- _Given exercise_: The records are to be restated in their entirety, word for word.

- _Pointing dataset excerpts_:
_ _ _ _ _ _ _
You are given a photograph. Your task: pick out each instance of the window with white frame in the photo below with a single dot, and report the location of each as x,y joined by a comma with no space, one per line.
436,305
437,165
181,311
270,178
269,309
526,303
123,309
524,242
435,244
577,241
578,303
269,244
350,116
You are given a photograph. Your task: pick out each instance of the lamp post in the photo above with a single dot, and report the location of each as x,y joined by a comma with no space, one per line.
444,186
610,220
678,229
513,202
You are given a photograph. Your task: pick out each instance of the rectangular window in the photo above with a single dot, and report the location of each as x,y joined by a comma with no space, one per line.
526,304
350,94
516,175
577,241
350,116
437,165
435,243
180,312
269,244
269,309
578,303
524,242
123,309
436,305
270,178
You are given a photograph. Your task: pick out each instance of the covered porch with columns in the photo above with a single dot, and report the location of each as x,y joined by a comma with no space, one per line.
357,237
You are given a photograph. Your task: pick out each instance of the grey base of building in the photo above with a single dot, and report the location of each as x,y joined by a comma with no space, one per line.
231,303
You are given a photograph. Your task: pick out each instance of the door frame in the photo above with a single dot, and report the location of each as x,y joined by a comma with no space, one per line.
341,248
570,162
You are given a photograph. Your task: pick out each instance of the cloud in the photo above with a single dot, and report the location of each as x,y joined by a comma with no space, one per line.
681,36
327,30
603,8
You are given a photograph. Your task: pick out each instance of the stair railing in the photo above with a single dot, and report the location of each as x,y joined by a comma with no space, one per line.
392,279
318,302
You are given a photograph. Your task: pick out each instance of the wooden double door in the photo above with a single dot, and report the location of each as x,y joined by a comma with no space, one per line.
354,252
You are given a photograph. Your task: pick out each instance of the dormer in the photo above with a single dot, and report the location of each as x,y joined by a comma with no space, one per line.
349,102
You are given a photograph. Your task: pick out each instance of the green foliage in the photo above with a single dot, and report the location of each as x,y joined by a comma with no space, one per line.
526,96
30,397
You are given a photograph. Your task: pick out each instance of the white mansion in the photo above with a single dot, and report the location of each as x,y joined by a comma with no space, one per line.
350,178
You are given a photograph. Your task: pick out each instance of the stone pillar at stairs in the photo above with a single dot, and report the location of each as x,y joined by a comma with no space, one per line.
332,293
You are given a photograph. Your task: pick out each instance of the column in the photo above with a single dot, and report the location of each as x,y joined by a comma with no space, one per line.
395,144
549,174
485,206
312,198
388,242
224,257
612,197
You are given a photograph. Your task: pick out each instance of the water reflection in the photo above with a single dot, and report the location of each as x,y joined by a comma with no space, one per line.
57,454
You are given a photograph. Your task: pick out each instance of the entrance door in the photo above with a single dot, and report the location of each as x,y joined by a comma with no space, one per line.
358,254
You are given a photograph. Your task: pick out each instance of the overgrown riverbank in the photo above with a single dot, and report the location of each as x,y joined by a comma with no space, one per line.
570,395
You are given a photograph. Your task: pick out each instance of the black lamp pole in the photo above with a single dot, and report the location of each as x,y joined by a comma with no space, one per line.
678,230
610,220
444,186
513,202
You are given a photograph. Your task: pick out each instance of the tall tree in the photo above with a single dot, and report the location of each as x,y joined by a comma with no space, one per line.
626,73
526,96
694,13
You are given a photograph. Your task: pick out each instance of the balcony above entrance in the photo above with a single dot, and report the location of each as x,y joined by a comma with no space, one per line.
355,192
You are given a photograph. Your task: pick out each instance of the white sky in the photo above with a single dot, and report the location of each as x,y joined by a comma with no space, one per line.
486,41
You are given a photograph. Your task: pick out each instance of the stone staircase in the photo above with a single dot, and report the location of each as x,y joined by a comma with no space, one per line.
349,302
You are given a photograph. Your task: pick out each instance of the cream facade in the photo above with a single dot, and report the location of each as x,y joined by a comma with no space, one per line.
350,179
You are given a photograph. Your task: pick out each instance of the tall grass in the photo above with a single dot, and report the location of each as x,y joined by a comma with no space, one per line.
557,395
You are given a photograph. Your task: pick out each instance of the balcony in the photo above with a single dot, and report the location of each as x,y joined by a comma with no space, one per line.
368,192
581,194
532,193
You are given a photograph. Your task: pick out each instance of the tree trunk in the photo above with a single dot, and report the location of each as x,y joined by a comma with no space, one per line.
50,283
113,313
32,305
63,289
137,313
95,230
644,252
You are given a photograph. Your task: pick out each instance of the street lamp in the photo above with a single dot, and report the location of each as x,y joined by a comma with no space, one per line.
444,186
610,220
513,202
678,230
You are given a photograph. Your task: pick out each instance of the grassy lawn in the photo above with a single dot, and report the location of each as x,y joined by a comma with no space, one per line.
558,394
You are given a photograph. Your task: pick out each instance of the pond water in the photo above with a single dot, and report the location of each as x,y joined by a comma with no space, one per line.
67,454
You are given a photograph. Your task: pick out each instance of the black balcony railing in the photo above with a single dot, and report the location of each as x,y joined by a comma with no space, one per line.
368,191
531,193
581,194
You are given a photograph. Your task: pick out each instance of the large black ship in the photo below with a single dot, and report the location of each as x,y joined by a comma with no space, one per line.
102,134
_ _ _ _ _ _ _
- _Answer below_:
You are given a photograph. Your task: pick out each instance of the window with white frame in the photo below with a single dot, and report the location of each as x,y joined by a comma with no space, one per line.
436,305
437,165
181,311
270,178
269,309
526,303
123,309
524,242
435,244
577,241
578,303
269,244
350,116
You are given a photograph. Your task: pick out each instance of the lamp post in the photo above with a single dot, and report the location of each as x,y joined by a comma with no space, one per line.
444,186
610,220
678,229
513,202
You are given a photograph. Your task: pick out each instance of the rectangular window in the photo above with a single dot, and report the location of each as x,y joined by a comma with no space, one per line.
526,304
350,94
516,175
577,241
350,116
437,165
435,243
180,312
269,244
269,309
578,303
524,242
123,309
436,305
270,178
You are given a photograph. Your task: pick out each instance of the covered porch with columns in the photo above with a single dot, and report the location of each as x,y joined by a comma with no space, one per line.
357,237
You are given a photograph. Your task: pick out each instance of the grey base of building in the photo above with a single dot, and report the location of each as x,y joined by a comma with no space, one per line.
231,303
You are given a photograph. Your task: pick out each instance of the door frame in the photo above with a single dot, and report the location of each as x,y joined by a comma with no space, one per line.
341,248
570,162
You are given a photograph. Your task: pick out each instance of the cloud in the photo above with a single dot, and report the location of each as x,y joined by a comma with no space, one per line.
681,36
327,30
603,8
You are given a photograph. Your task: pick out each instance of the stair railing in the photo above with a single dot, and report the location of each as x,y joined by a comma with no space, one per line.
392,279
318,302
You are given a photograph. Your task: pick out each instance of the wooden double door in the photo above with a single dot, and report the location of each as x,y joined by a comma with no space, one per line.
354,252
You are given a photograph. Your task: pick out each instance of the dormer in the photo above with a single dot, and report the location of each as x,y joined by a comma with no space, one per line.
349,102
You are given a photograph. Your task: pick out each instance of the green foliage in the photo above with a single dot, and report the location of each as x,y joined by a comma with no space, one per line.
526,96
30,397
You are given a photograph. Your task: pick out each instance of the white mansion in the photo above with a single dot, and report the location of each as x,y joined by a comma with no space, one per line.
350,178
You are given a photograph. Your task: pick out each instance of the stone pillar at stairs in the photo above with a single dot, and report the location of each as x,y joined by a comma with no space, one per line.
332,293
You are given a photograph. Your task: pick out each instance of the column in the photo above with a single dot, and report the location of each as x,y joined by a comma with no space, one per line.
395,144
549,174
485,206
312,198
388,242
224,257
612,197
You are given a photograph. Your task: pick out each instance of the water reflection in the photo above with a single dot, and report the location of each as x,y joined by a comma with no space, one per line.
57,454
You are given a photograph. Your task: pick out each instance of the entrance door in the photo above with a single dot, and report the location of each as x,y joined by a comma with no space, one per line.
358,254
You are given a photograph. Your task: pick out each instance of the overgrown riverbank in the photo above with a single dot, and report the location of each as x,y joined by a comma with no space, one per line.
570,395
You are given a photograph. Your task: pick out each instance of the black lamp pole in the photo above with a single dot, and report the location of each as x,y joined by a comma with no space, one per line.
678,230
610,220
444,186
513,202
You are given a photograph. Your task: pick out each instance of the tall tree in the photo above with a single dot, and report the location of each as x,y joined by a comma with no space, one per line.
626,73
526,96
694,13
You are given a photograph. Your task: pick out each instance of the balcony above entrance in the photo above with a single dot, and report the location of each as x,y joined by a comma with no space, one per line.
355,192
You are given a photograph. Your task: pick out each instance of the white sky in the photo above with a single dot, and report the location of each as x,y joined by a comma with no space, one per line.
486,41
You are given a photograph. Your task: pick out each instance of the stone staircase in the photo above with a single dot, and report the location of each as x,y joined by a comma with no space, one per line.
349,302
You are given a photograph. Your task: pick out each instance of the cream facade in the photo above with a single dot, and report the location of each as x,y joined by a comma with no space, one per line.
350,179
You are given a photograph. Your task: pick out each instance of the tall grass in the photo above with a single dot, and report the location of each as x,y joined by a comma with no space, one per line.
557,395
You are given a photograph. Your task: pick out each instance of the balcony in the photo above with a single dot, and report the location of each as x,y joined by a comma with no space, one per line.
368,192
581,194
532,193
You are given a photograph. Your task: pick out each instance of the tree trunk in the photo above with a single dot, and report the location of each as x,y joined by a comma with no space, one per line.
50,283
113,313
32,305
63,289
137,313
95,230
644,252
You are given a photograph. Your task: pick out each instance of the street lamp in the photo above with a single dot, and report the location of each as x,y joined by a comma with no space, one per line.
444,186
610,220
513,202
678,230
You are given a photograph. Your task: pick out each instance of the grassy lawn in the photo above with a single dot, and report the location of each as x,y joined by a comma with no space, one per line.
558,394
You are given a photograph. Your task: pick out each instance of the pond water in the photo above with a single dot, and report the location of each as x,y joined by a comma with no space, one per line.
67,454
You are given a photograph. Your task: pick out each instance of the black balcony railing in the photo above with a single dot, and report the location of each as x,y joined by a comma with no space, one per line.
368,191
531,193
581,194
You are given a photograph. Your task: pick out each instance of the large black ship in the photo below with a single dot, and report the location of each as x,y joined by a comma with no space, one per line.
102,134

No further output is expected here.